Excerpt provided:
On the Browse page, users can browse SCancerRNA by clicking on diagrams related to the categories (RNA type, biological function, clinical application and tissue) listed above. The result page is shown in the figure below.

Biomarker Result

1. The results for non-coding biomarkers are displayed.

2. Each entry includes the name of the non-coding RNA biomarker, the RNA type of the biomarker, the type of the cancer and the testing methods of the non-coding RNA biomarker.

3. Users can explore whether this biomarker is related to biological function and clinical application through T or F. The specific biological functions (cell proliferation, growth, apoptosis, autophagy and epithelial mesenchymal transformation) and clinical applications (migration, metastasis, circulation, survival and recurrence) of biomarkers can be checked by clicking ‘Detail’ button.

T:This biomarker is associated with this listed biological function or clinical application.

Study material:
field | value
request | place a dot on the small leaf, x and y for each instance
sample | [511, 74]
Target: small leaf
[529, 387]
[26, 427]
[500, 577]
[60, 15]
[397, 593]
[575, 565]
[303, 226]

Work required:
Answer these questions about the SCancerRNA browsing guide:
1. Which four categories have diagrams that users can click on the Browse page?
2. Which button shows a biomarker's specific biological functions and clinical applications?
3. What does T mean for a biomarker?

Your response:
1. RNA type, biological function, clinical application and tissue.
2. The 'Detail' button.
3. The biomarker is associated with the listed biological function or clinical application.